I tuoi compiti —
- 1) Trascrivi parola per parola il brano del testo sulla sentenza delle Sezioni Unite che comincia con "I giudici rimettenti" e termina con "applicabilità della misura.".
- 2) Scrivi il seguito del testo sulla sentenza delle Sezioni Unite in tema di misure cautelari reali, ripartendo subito dopo la sua ultima frase.

Testo fornito —
..........

Con la sentenza n. 46201 del 2018, le Sezioni Unite della Corte di Cassazione hanno affermato il principio per cui, anche in caso di mancata tempestiva proposizione da parte dell'interessato della richiesta di riesame avverso il provvedimento applicativo di una misura cautelare reale, resta intangibile il diritto all'appello ex dell'art. 322 bis cod. proc. pen., in quanto la mancata richiesta di riesame non preclude la revoca della misura cautelare per la mancanza delle condizioni di applicabilità della stessa, seppur in assenza di fatti sopravvenuti.
Il quesito sottoposto alla Sezioni unite riguardava il rapporto tra riesame e appello e prima ancora tra riesame e richiesta di revoca del provvedimento cautelare reale.
I giudici rimettenti infatti si erano chiesti se fosse ammissibile l'appello avverso l'ordinanza che disponeva l'applicazione di una misura cautelare reale nell'ipotesi in cui non fosse stato proposto il riesame e l'appello non fosse fondato su elementi nuovi ma su argomenti tendenti a dimostrare, sulla base elementi già esistenti, la mancanza delle condizioni di applicabilità della misura.
La questione posta all'esame delle Sezioni Unite trova dei punti di connessione con altra già risolta dal Supremo consesso.

..........

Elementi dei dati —
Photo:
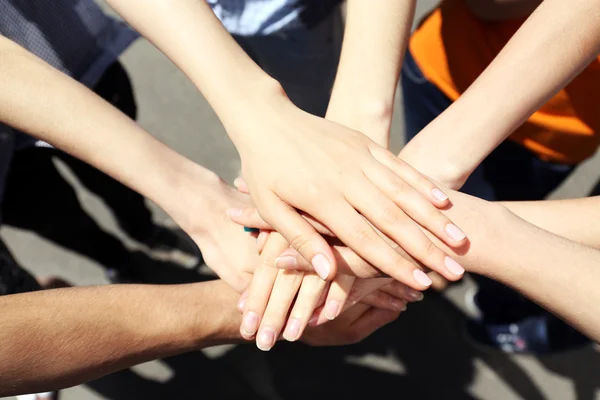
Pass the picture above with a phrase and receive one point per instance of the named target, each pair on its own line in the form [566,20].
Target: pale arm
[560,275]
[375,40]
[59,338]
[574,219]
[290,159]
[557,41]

..........

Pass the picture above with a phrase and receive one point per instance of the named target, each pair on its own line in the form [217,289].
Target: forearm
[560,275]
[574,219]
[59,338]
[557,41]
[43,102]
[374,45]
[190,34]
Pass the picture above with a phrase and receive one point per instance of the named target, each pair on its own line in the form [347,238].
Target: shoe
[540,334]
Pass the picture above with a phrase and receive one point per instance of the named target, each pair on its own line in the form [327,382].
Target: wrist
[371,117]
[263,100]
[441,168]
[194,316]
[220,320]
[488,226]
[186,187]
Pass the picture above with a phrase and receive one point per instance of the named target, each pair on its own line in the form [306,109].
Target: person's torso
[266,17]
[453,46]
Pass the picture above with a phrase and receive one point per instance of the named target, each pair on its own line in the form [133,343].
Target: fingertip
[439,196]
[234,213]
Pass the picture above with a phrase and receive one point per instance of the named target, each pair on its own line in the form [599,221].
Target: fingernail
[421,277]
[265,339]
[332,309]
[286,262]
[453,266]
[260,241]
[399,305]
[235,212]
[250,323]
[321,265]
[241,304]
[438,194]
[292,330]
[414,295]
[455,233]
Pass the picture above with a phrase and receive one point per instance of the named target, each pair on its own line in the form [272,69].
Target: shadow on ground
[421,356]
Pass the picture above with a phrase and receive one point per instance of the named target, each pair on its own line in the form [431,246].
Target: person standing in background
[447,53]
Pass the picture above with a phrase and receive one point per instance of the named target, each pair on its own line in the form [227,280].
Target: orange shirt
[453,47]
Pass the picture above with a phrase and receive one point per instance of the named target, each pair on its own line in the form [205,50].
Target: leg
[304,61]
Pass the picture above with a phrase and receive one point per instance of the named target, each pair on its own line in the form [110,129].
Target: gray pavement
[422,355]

..........

Risposte ai compiti —
- 1)
I giudici rimettenti infatti si erano chiesti se fosse ammissibile l'appello avverso l'ordinanza che disponeva l'applicazione di una misura cautelare reale nell'ipotesi in cui non fosse stato proposto il riesame e l'appello non fosse fondato su elementi nuovi ma su argomenti tendenti a dimostrare, sulla base elementi già esistenti, la mancanza delle condizioni di applicabilità della misura.

- 2)
In particolare, sia in tema di misure cautelari reali che cautelari personali, la questione che si era posta riguardava la possibilità di presentare al giudice un'istanza di rivalutazione della misura disposta, anche in assenza di elementi innovativi rispetto al quadro probatorio fornito dall'accusa al momento della richiesta della sua applicazione.
La Corte, sia con riguardo alle misure cautelari reali sia con riguardo alle misure cautelari personali, aveva dato risposta positiva al quesito, sulla base del disposto degli artt. 321 co. 3 c.p.p. e 299 co. 1 c.p.p. i quali, per entrambe le tipologie di misure, prevedono il potere per la parte di sollecitare una diversa valutazione degli elementi legittimanti il provvedimento restrittivo, anche decorso il termine per la richiesta del riesame.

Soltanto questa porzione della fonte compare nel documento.